▸ What to work on:
**a)** Using the VMFS fragmentation article, answer each question:
(i) What two things does fragmentation increase, according to its definition?
(ii) Which kind of disk is the small seek time increase especially true of?
(iii) Why may local storage see more impact from fragmentation?
**b)** For each statement, say whether the VMFS fragmentation article agrees, and quote the words that decide it:
(i) A VMFS volume can be defragmented.
(ii) Most writes to disk arrays are absorbed in their caches.
(iii) Most I/O requests straddle VMFS block boundaries.

▸ Given text:
Is fragmentation on a VMFS-3 / VMFS-5 a concern? Can a VMFS volume be defragmented?


Environment

VMware ESXi 3.5.x Embedded
VMware ESX 4.1.x
VMware ESX Server 3.0.x
VMware vSphere ESXi 5.1
VMware ESX 4.0.x
VMware ESXi 4.0.x Embedded
VMware vSphere ESXi 5.5
VMware ESX Server 2.5.x
VMware ESXi 4.0.x Installable
VMware ESXi 4.1.x Installable
VMware vSphere ESXi 5.0
VMware ESXi 4.1.x Embedded
VMware ESX Server 3.5.x

Resolution

Fragmentation is when blocks belonging to a file are scattered over the volume in a non-contiguous way, thus increasing disk seek and rotational latency.

A VMFS volume cannot be defragmented, but fragmentation is not relevant to VMFS performance for the following reasons:

  • Fragmentation causes performance degradation when I/O request from application spans multiple blocks and these blocks are discontiguous. The VMFS block size is so large that most of the I/O requests do not straddle block boundaries. Even if blocks are discontiguous, I/O requests execute to locally contiguous regions.
     
  • Virtual Disks are very large files. When a gap occurs, the gap is also large. Performance latency is most acute when the drive head(s) need to perform multiple seeks to assemble a file. In the case of a single gap, or very few gaps, between large sections, the seek time increase is negligible. This is especially true of pre-allocated (Thick provisioned) disks.
     
  • Disk arrays have huge caches, and most writes are absorbed there. It is very difficult for fragmentation to have a noticeable impact when it comes to SAN devices. Local storage may see more impact from fragmentation, because these disk caches are much smaller.

▸ Extracted material:
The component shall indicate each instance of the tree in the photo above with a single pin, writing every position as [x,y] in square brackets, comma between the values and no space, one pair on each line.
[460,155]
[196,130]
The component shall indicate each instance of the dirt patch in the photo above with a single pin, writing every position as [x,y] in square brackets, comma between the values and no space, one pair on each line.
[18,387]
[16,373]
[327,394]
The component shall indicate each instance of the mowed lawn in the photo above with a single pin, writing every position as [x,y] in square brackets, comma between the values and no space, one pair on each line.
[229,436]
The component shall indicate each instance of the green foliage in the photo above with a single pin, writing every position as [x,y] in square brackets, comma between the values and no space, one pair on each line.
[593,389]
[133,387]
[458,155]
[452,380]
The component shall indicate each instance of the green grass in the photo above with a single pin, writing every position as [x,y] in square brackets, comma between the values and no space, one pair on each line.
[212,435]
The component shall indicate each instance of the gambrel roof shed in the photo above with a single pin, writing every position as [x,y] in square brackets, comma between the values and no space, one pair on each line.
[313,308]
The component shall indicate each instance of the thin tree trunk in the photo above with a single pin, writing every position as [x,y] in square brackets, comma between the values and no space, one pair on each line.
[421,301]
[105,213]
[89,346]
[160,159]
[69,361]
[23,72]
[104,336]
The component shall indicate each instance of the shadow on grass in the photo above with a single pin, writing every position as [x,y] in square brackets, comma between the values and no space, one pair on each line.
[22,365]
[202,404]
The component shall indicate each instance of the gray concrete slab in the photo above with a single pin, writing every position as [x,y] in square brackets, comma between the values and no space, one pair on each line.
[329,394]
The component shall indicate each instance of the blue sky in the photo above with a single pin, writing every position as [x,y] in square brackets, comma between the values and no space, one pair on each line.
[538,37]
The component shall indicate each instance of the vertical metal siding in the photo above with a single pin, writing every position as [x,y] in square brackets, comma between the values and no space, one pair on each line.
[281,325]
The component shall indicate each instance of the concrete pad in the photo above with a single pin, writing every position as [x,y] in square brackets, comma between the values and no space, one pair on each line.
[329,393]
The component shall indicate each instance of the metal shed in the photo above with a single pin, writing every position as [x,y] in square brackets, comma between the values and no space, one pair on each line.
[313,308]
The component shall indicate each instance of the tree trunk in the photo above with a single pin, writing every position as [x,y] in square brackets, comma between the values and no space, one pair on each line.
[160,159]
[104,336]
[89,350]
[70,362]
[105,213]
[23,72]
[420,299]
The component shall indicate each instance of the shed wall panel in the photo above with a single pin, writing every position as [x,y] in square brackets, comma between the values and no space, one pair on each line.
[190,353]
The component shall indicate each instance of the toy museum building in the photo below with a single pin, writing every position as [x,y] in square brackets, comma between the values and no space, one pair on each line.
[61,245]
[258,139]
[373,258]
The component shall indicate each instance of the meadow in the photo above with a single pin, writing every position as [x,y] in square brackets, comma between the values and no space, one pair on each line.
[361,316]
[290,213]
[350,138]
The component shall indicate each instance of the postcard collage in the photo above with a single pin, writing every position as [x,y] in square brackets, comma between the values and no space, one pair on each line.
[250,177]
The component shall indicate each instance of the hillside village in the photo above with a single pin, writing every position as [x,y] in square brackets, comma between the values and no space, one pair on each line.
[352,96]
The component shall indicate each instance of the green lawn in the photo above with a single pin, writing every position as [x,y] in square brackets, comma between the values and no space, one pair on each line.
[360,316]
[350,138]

▸ Answers to the problems:
**a)**
(i) Disk seek and rotational latency.
(ii) Pre-allocated (Thick provisioned) disks.
(iii) Because its disk caches are much smaller.

**b)**
(i) No: "A VMFS volume cannot be defragmented"
(ii) Yes: "Disk arrays have huge caches, and most writes are absorbed there."
(iii) No: "The VMFS block size is so large that most of the I/O requests do not straddle block boundaries."